[Dataset records about object locations]
◆ ◆ ◆

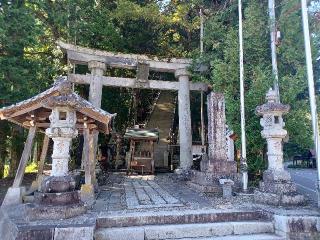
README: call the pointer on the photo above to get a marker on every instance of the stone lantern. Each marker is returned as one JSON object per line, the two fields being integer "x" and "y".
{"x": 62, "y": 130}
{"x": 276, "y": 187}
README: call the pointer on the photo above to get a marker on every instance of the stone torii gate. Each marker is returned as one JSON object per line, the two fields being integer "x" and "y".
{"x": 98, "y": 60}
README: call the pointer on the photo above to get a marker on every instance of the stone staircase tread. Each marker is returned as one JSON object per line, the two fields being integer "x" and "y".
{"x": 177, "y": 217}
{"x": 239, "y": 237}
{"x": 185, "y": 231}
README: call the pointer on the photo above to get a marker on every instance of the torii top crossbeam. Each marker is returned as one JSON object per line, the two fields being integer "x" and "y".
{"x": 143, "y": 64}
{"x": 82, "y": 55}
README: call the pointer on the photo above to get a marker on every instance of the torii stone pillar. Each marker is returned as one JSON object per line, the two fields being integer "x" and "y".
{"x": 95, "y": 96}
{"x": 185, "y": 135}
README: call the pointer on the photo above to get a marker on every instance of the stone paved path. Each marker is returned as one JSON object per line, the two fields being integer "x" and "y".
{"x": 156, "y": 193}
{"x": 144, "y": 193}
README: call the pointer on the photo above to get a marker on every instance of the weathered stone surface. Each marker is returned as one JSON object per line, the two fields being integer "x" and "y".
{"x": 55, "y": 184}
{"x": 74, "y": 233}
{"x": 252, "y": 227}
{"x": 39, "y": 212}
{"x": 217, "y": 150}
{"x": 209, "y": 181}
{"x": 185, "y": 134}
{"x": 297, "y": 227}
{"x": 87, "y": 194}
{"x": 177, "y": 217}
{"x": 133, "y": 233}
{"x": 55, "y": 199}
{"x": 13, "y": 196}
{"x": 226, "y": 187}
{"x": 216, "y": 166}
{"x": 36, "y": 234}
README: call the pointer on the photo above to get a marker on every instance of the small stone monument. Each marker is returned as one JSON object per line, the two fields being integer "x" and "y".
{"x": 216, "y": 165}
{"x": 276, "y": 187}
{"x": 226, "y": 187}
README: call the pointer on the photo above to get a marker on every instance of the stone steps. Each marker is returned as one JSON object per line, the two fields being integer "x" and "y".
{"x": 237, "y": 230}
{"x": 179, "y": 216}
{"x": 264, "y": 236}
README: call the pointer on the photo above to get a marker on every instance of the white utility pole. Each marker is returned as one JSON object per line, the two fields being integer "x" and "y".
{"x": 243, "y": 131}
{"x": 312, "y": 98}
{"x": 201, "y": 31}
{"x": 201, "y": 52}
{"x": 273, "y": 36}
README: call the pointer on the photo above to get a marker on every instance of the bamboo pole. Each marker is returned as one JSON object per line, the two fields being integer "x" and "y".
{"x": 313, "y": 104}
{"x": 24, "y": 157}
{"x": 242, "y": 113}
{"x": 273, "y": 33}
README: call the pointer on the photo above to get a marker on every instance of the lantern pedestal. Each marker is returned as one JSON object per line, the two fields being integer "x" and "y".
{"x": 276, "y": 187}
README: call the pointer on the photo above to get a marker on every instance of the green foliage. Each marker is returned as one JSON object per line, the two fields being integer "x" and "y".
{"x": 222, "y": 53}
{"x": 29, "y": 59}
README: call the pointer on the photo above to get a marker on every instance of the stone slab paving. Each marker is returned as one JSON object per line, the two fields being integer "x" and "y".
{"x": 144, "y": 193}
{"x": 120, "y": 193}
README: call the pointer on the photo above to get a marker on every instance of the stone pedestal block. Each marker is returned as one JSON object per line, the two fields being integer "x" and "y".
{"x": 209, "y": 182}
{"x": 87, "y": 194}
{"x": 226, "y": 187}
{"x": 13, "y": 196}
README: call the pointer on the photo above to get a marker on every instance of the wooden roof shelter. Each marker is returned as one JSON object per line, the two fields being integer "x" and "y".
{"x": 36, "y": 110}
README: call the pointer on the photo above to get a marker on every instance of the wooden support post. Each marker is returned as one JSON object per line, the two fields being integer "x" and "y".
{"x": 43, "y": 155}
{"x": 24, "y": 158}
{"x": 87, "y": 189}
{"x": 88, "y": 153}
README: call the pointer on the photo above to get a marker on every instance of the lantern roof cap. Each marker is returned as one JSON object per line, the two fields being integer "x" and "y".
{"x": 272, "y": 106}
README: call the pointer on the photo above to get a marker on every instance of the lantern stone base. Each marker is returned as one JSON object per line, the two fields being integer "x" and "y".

◆ ◆ ◆

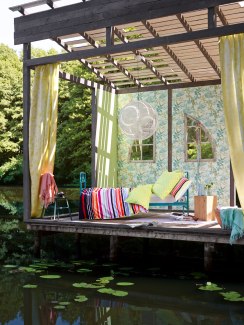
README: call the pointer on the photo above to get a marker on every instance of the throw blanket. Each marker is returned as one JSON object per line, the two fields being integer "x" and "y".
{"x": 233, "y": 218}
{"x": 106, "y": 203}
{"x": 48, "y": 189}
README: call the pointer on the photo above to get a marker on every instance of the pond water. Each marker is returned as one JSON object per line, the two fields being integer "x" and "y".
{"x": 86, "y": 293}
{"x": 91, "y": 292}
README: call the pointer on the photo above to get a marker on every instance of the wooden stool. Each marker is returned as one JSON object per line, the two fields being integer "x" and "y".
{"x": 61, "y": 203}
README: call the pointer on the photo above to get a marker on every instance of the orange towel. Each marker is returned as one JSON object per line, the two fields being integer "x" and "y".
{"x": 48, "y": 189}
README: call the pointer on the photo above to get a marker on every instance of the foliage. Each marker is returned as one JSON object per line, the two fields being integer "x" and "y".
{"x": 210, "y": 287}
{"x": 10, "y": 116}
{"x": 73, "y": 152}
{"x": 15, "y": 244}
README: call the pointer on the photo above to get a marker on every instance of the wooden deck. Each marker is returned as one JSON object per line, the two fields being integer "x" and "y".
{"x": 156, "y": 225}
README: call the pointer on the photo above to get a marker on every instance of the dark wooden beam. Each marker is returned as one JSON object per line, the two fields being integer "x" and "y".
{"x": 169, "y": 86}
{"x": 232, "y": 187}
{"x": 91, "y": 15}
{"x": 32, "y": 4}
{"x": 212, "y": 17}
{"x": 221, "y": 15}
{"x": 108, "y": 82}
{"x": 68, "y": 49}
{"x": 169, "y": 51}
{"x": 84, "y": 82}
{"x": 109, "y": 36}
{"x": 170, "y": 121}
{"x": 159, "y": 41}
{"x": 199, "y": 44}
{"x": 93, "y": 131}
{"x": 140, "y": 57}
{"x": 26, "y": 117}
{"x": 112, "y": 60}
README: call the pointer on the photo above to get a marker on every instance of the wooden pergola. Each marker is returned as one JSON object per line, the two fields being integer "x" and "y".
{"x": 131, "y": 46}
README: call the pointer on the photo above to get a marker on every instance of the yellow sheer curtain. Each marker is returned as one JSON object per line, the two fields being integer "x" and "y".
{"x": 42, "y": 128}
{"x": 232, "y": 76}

◆ ◆ ◆

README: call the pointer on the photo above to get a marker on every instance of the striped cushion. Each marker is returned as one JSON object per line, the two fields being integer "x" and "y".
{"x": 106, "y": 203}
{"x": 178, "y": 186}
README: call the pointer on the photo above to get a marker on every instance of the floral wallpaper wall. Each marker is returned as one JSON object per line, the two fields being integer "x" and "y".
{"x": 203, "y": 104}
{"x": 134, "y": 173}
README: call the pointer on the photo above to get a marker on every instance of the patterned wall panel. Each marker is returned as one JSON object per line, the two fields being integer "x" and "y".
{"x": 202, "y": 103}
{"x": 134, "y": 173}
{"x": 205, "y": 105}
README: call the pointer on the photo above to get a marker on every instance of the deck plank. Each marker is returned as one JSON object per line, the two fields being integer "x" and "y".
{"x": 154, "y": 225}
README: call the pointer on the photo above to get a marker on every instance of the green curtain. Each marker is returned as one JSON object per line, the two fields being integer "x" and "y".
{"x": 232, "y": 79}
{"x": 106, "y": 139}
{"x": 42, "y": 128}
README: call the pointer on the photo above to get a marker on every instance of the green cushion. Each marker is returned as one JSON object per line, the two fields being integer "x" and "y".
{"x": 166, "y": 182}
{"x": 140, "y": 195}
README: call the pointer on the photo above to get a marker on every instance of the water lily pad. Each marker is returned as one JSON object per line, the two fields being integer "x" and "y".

◆ ◆ ◆

▶ **Written exercise**
Select every line of the listing above that contains the word "green", and copy each one out in full. Case counts.

▶ **The answer**
README: call the pointer on the photo above to get a marker on every instance of the green foliage. Each marker is returned as one JSON object per line, the two fields being integer "x" and "y".
README: call the pointer on the photo above to get a marker on every instance of the green curtain. Each marker is returned as one JSON object per line, the two fields being integer "x" and "y".
README: call the pointer on the photo above to get a marker on every instance of the green cushion. Each marker is returned as one JSON object per line, the two fields being integer "x" and "y".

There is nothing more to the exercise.